#### Task
Starting at the line containing "positive clicks: (233, 368)" and ending at the line containing "box: [93, 223, 127, 301]", print every line of the material below exactly, both ends included, and stop there.

= Beginning of Section =

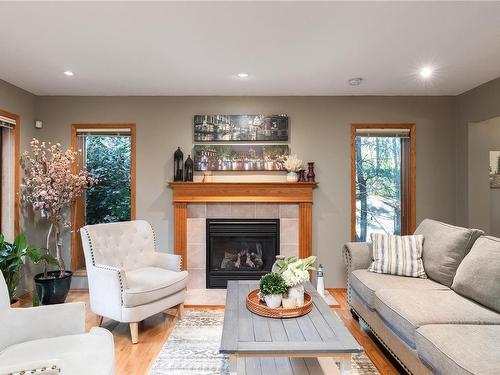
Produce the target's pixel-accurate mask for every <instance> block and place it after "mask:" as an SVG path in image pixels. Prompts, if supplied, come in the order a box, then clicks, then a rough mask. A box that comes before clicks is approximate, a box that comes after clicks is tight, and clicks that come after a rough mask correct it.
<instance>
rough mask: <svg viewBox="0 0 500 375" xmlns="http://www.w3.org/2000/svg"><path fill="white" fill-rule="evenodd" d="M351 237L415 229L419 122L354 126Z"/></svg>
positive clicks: (408, 233) (353, 127)
mask: <svg viewBox="0 0 500 375" xmlns="http://www.w3.org/2000/svg"><path fill="white" fill-rule="evenodd" d="M351 148H352V149H351V163H352V165H351V172H352V187H353V188H352V193H351V194H352V209H351V215H352V219H351V233H352V240H354V241H358V242H365V241H370V235H371V233H386V234H397V235H405V234H409V233H412V232H413V230H414V229H415V228H414V227H415V207H414V206H415V126H414V125H413V124H410V125H408V124H403V125H401V124H397V125H392V124H391V125H378V124H377V125H358V124H356V125H352V132H351Z"/></svg>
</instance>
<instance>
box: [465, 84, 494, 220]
mask: <svg viewBox="0 0 500 375" xmlns="http://www.w3.org/2000/svg"><path fill="white" fill-rule="evenodd" d="M455 112H456V137H457V142H456V172H457V173H456V179H457V180H456V187H457V193H456V199H457V202H456V213H457V216H456V220H457V224H459V225H465V226H467V225H469V224H470V223H469V217H468V215H469V208H468V206H469V205H468V200H467V197H468V195H469V194H468V191H467V190H468V175H467V174H468V150H467V147H468V124H469V123H471V122H481V121H485V120H488V119H491V118H494V117H497V116H500V78H497V79H495V80H493V81H490V82H488V83H485V84H484V85H481V86H479V87H476V88H474V89H472V90H469V91H467V92H465V93H463V94H461V95H459V96H457V97H456V111H455Z"/></svg>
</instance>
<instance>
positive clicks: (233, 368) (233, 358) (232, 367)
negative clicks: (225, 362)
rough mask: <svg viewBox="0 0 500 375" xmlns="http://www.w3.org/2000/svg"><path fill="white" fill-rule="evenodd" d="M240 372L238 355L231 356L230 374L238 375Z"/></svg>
mask: <svg viewBox="0 0 500 375" xmlns="http://www.w3.org/2000/svg"><path fill="white" fill-rule="evenodd" d="M237 373H238V357H236V356H235V355H230V356H229V374H230V375H236V374H237Z"/></svg>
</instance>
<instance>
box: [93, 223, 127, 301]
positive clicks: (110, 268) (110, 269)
mask: <svg viewBox="0 0 500 375" xmlns="http://www.w3.org/2000/svg"><path fill="white" fill-rule="evenodd" d="M83 230H84V231H85V233H86V235H87V238H88V240H89V248H90V256H91V257H92V265H93V266H94V267H96V268H102V269H105V270H108V271H116V269H115V268H112V267H106V266H105V265H99V266H96V264H95V258H94V245H93V244H92V239H91V238H90V233H89V231H88V229H87V228H85V227H84V228H83ZM117 273H118V281H119V282H120V291H121V292H122V294H121V296H120V298H121V302H122V305H123V280H122V273H121V272H119V271H118V272H117Z"/></svg>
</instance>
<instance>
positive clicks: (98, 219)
mask: <svg viewBox="0 0 500 375" xmlns="http://www.w3.org/2000/svg"><path fill="white" fill-rule="evenodd" d="M72 142H73V146H74V148H77V149H79V150H81V151H82V153H81V155H80V160H79V161H78V165H77V166H78V167H80V168H85V169H87V170H88V171H89V173H90V174H91V176H92V177H94V178H97V179H98V181H99V182H98V184H97V185H95V186H92V187H90V188H89V189H87V190H86V192H85V194H84V195H83V197H82V199H81V200H80V201H79V202H78V203H77V204H76V205H75V206H76V207H75V208H74V211H75V212H74V214H75V220H74V222H75V224H74V229H75V230H78V229H79V228H80V227H82V226H84V225H92V224H101V223H112V222H117V221H128V220H132V219H134V218H135V125H73V140H72ZM77 166H75V170H76V167H77ZM75 237H77V241H75V242H74V243H73V246H74V249H76V251H75V252H74V256H73V262H72V267H73V269H78V268H80V267H83V265H84V261H83V254H82V251H81V248H80V243H79V242H80V241H79V240H80V239H79V236H75Z"/></svg>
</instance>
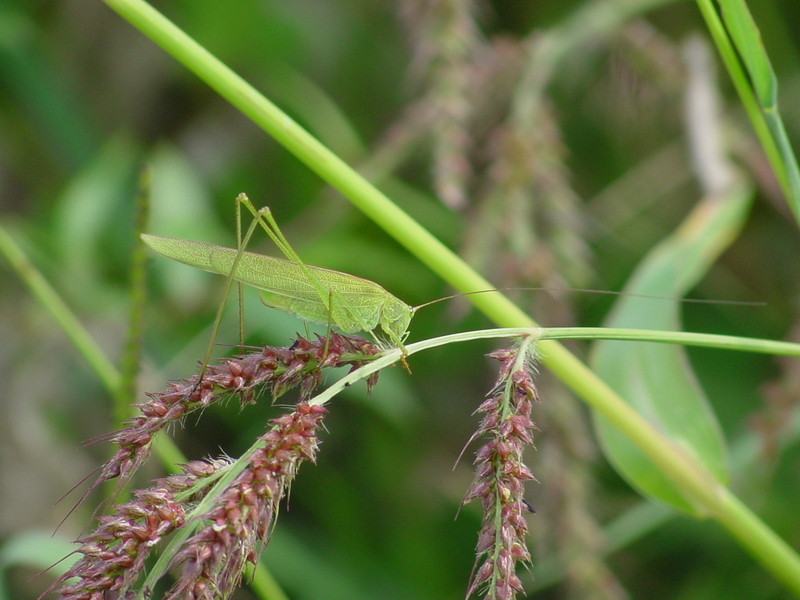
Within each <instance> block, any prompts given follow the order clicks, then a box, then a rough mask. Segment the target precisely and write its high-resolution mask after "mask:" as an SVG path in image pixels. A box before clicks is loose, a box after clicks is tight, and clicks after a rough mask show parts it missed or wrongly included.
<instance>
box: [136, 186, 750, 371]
mask: <svg viewBox="0 0 800 600" xmlns="http://www.w3.org/2000/svg"><path fill="white" fill-rule="evenodd" d="M241 205H244V206H245V207H246V208H247V209H248V210H249V211H250V212H251V213H252V215H253V217H254V219H253V222H252V223H251V225H250V228H249V229H248V231H247V233H246V235H245V236H244V239H242V236H241V225H240V223H241V219H240V213H241ZM236 211H237V224H238V226H237V238H238V242H239V248H238V249H233V248H225V247H222V246H216V245H213V244H207V243H204V242H193V241H189V240H180V239H175V238H167V237H161V236H156V235H150V234H142V240H144V242H145V243H146V244H147V245H148V246H150V248H152V249H153V250H155V251H156V252H158V253H159V254H162V255H163V256H166V257H167V258H171V259H173V260H176V261H178V262H182V263H185V264H187V265H191V266H193V267H197V268H200V269H203V270H206V271H211V272H212V273H218V274H220V275H225V276H226V277H228V289H230V285H231V283H232V281H234V280H235V281H237V282H239V283H240V284H242V283H244V284H247V285H250V286H252V287H255V288H257V289H258V290H260V296H261V301H262V302H263V303H264V304H265V305H267V306H269V307H271V308H276V309H278V310H283V311H286V312H289V313H291V314H294V315H296V316H298V317H300V318H301V319H304V320H306V321H310V322H312V323H319V324H323V325H328V326H331V325H333V326H336V327H338V328H339V329H340V330H341V331H342V332H344V333H357V332H359V331H365V332H368V333H370V334H371V335H372V336H373V337H374V338H375V340H376V341H378V342H380V339H379V338H378V336H377V335H376V333H375V331H376V330H377V329H378V328H380V329H381V330H382V331H383V333H384V334H385V335H386V336H387V337H388V338H389V341H391V342H392V343H393V344H394V345H395V346H396V347H398V348H400V349H401V350H402V351H403V356H402V358H401V360H402V361H403V363H404V364H405V357H406V356H407V353H406V349H405V346H404V345H403V342H404V341H405V339H406V337H407V336H408V327H409V324H410V322H411V318H412V317H413V316H414V313H415V312H416V311H417V310H418V309H420V308H422V307H423V306H428V305H429V304H432V303H433V302H439V301H440V300H446V299H448V298H453V297H455V296H448V297H447V298H440V299H438V300H434V301H432V302H427V303H425V304H421V305H419V306H415V307H412V306H409V305H408V304H406V303H405V302H403V301H402V300H400V299H399V298H397V297H395V296H394V295H392V294H391V293H389V292H388V291H386V290H385V289H384V288H383V287H381V286H380V285H378V284H377V283H375V282H373V281H369V280H368V279H362V278H361V277H356V276H355V275H350V274H348V273H342V272H340V271H334V270H331V269H324V268H321V267H313V266H309V265H306V264H305V263H304V262H303V261H302V260H301V259H300V257H299V256H298V255H297V253H296V252H295V251H294V249H293V248H292V247H291V245H290V244H289V242H288V241H287V240H286V238H285V237H284V236H283V233H281V230H280V228H279V227H278V224H277V222H276V221H275V219H274V218H273V216H272V213H271V212H270V210H269V208H266V207H264V208H262V209H261V210H257V209H256V208H255V207H254V206H253V204H252V203H251V202H250V200H249V199H248V198H247V196H246V195H245V194H240V195H239V196H238V197H237V198H236ZM258 225H261V227H262V228H263V229H264V231H266V232H267V234H268V235H269V237H270V238H271V239H272V241H273V242H274V243H275V245H276V246H278V248H279V249H280V251H281V252H282V253H283V254H284V256H286V259H281V258H275V257H272V256H266V255H263V254H256V253H253V252H245V251H244V247H245V246H246V245H247V243H248V241H249V239H250V237H251V236H252V234H253V232H254V230H255V228H256V227H257V226H258ZM519 289H545V288H519ZM484 291H496V290H484ZM573 291H585V292H594V293H602V294H619V293H620V292H609V291H602V290H573ZM468 293H482V292H468ZM623 294H624V293H623ZM226 295H227V290H226ZM630 295H633V296H638V294H630ZM649 297H651V298H660V299H662V300H681V301H684V302H716V303H723V304H736V305H751V306H752V305H759V304H761V303H752V302H736V301H727V302H726V301H713V300H693V299H688V300H687V299H676V298H672V299H670V298H663V297H658V296H649ZM223 306H224V304H223V305H222V306H220V311H219V313H218V315H217V320H216V322H215V324H214V329H213V331H212V342H211V344H209V348H208V349H207V352H206V356H205V360H204V362H203V369H205V366H206V364H207V363H208V360H209V358H210V355H211V351H212V348H213V339H214V337H215V335H216V330H217V327H218V326H219V321H220V317H221V314H222V308H223Z"/></svg>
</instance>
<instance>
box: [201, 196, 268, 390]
mask: <svg viewBox="0 0 800 600" xmlns="http://www.w3.org/2000/svg"><path fill="white" fill-rule="evenodd" d="M245 198H246V196H245ZM256 227H257V223H256V222H255V221H253V222H252V223H251V224H250V226H249V227H248V228H247V232H246V233H245V235H244V238H242V223H241V210H240V208H239V198H237V202H236V244H237V248H236V256H235V257H234V259H233V264H231V271H230V273H228V276H227V278H226V281H225V291H224V292H223V296H222V301H221V302H220V305H219V308H218V309H217V315H216V317H215V318H214V325H213V326H212V327H211V338H210V339H209V341H208V346H207V347H206V352H205V355H204V356H203V363H202V366H201V367H200V375H199V377H198V382H200V381H202V380H203V375H205V372H206V369H207V368H208V363H209V362H210V361H211V355H212V354H213V353H214V344H215V343H216V341H217V334H218V333H219V327H220V323H222V315H223V314H224V311H225V305H226V304H227V302H228V296H229V295H230V291H231V287H232V286H233V281H234V275H235V274H236V269H237V267H238V265H239V261H240V260H241V257H242V254H243V253H244V251H245V248H246V247H247V244H248V243H249V242H250V238H251V237H252V236H253V232H254V231H255V228H256ZM237 287H238V292H239V343H240V344H241V345H244V289H243V288H244V286H243V285H242V283H241V282H237Z"/></svg>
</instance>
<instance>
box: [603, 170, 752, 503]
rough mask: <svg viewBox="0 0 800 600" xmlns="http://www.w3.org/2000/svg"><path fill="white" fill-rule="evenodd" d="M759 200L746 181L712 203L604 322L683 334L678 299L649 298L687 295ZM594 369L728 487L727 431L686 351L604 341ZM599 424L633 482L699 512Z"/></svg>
mask: <svg viewBox="0 0 800 600" xmlns="http://www.w3.org/2000/svg"><path fill="white" fill-rule="evenodd" d="M751 199H752V190H751V189H750V188H749V186H744V185H741V184H740V185H737V186H734V187H732V188H731V190H730V191H729V192H728V193H727V194H725V195H724V196H722V195H720V196H715V197H709V198H706V199H704V200H703V201H702V202H701V203H700V204H699V205H698V206H697V207H696V208H695V210H694V211H693V212H692V214H691V215H690V216H689V218H687V220H686V221H685V222H684V224H683V225H682V226H681V227H680V228H679V229H678V230H677V231H676V232H675V233H674V234H673V235H672V236H670V237H669V238H667V239H666V240H664V241H662V242H661V243H660V244H658V245H657V246H656V247H655V248H653V250H652V251H651V252H650V253H649V254H648V255H647V256H646V257H645V259H644V260H643V261H642V262H641V263H640V265H639V267H638V268H637V269H636V271H635V272H634V274H633V275H632V276H631V278H630V280H629V283H628V284H627V285H626V286H625V289H624V291H625V292H626V293H627V294H638V296H632V295H628V296H622V297H621V298H620V300H619V301H618V302H617V303H616V305H615V307H614V309H613V311H612V313H611V315H610V316H609V318H608V319H607V320H606V322H605V323H604V325H605V326H607V327H620V328H631V329H636V328H641V329H664V330H670V329H671V330H679V329H680V328H681V323H680V317H679V314H678V307H677V302H674V301H668V300H657V299H654V298H647V297H644V296H662V297H668V298H681V297H683V296H684V295H685V294H686V292H688V291H689V290H690V289H691V288H692V287H694V285H696V283H697V282H698V281H699V280H700V279H701V278H702V277H703V275H704V274H705V273H706V271H707V270H708V269H709V268H710V266H711V265H712V264H713V263H714V261H715V260H716V258H717V257H718V256H719V254H720V253H721V252H722V251H723V250H724V249H725V247H726V246H727V245H728V243H730V241H731V240H733V239H734V238H735V236H736V234H737V232H738V231H739V229H740V228H741V226H742V223H743V222H744V218H745V217H746V215H747V210H748V208H749V206H750V202H751ZM591 365H592V366H593V367H594V368H595V369H596V371H597V373H598V375H600V376H601V377H602V378H603V379H604V380H605V381H606V382H607V383H608V384H609V385H610V386H611V387H612V388H613V389H614V390H616V391H617V392H618V393H619V394H620V395H621V396H622V397H623V398H624V399H625V400H626V401H627V402H628V403H629V404H631V405H632V406H633V407H634V408H635V409H636V410H637V412H639V414H641V415H642V416H643V417H645V418H646V419H647V420H648V421H650V423H651V424H653V425H654V426H655V427H656V428H657V429H658V430H659V431H660V432H661V433H662V434H664V435H665V436H666V437H667V438H669V439H670V440H672V441H673V442H674V444H675V446H676V448H677V450H678V451H684V452H690V453H691V454H693V455H694V456H695V457H696V458H697V459H698V460H699V461H700V463H701V464H703V465H704V466H705V467H706V469H707V470H708V471H709V473H711V474H712V475H713V476H714V477H715V478H717V479H718V480H719V481H720V482H723V483H724V482H726V481H727V467H726V456H725V448H724V441H723V439H722V434H721V430H720V426H719V424H718V422H717V420H716V417H715V416H714V413H713V410H712V409H711V407H710V406H709V404H708V400H707V399H706V397H705V394H704V393H703V390H702V388H701V387H700V385H699V383H698V381H697V378H696V377H695V375H694V373H693V372H692V370H691V367H690V365H689V362H688V359H687V357H686V352H685V351H684V349H683V348H682V347H680V346H674V345H666V344H650V343H635V342H633V343H632V342H617V341H601V342H597V343H596V344H595V345H594V346H593V348H592V356H591ZM595 425H596V428H597V431H598V435H599V436H600V440H601V442H602V444H603V447H604V449H605V452H606V455H607V456H608V458H609V459H610V460H611V462H612V463H613V464H614V465H615V467H616V468H617V470H618V471H619V472H620V474H621V475H622V476H623V477H625V479H627V480H628V482H629V483H631V485H633V486H634V487H635V488H637V489H638V490H639V491H641V492H642V493H644V494H645V495H648V496H651V497H653V498H655V499H657V500H660V501H662V502H664V503H666V504H668V505H670V506H673V507H675V508H678V509H681V510H685V511H688V512H692V513H696V512H697V510H696V508H695V507H694V506H693V505H692V501H691V499H689V498H686V497H685V496H684V495H683V494H682V493H681V492H680V491H679V490H678V489H677V488H675V487H674V486H673V485H672V483H671V482H670V481H669V480H668V479H667V478H666V477H665V476H664V475H663V474H662V472H661V470H660V469H658V468H657V467H656V466H655V465H654V464H653V463H652V462H651V461H650V459H649V458H647V457H646V456H645V455H644V454H643V453H642V452H641V451H640V450H639V449H638V448H636V447H635V446H634V445H633V444H632V443H631V442H630V441H629V440H628V439H627V438H626V437H625V436H623V435H622V434H621V433H620V432H619V430H618V429H616V428H615V427H612V426H611V425H610V424H609V423H608V422H607V421H606V420H605V419H604V418H603V417H601V416H599V415H595Z"/></svg>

= End of Section =

#### Answer area
positive clicks: (233, 368) (233, 358) (232, 367)
negative clicks: (225, 362)
rough mask: <svg viewBox="0 0 500 375" xmlns="http://www.w3.org/2000/svg"><path fill="white" fill-rule="evenodd" d="M240 372L238 355L231 356L230 374L238 375Z"/></svg>
mask: <svg viewBox="0 0 500 375" xmlns="http://www.w3.org/2000/svg"><path fill="white" fill-rule="evenodd" d="M237 373H238V357H236V356H235V355H230V356H229V374H230V375H236V374H237Z"/></svg>
</instance>
<instance>
box: [93, 223, 127, 301]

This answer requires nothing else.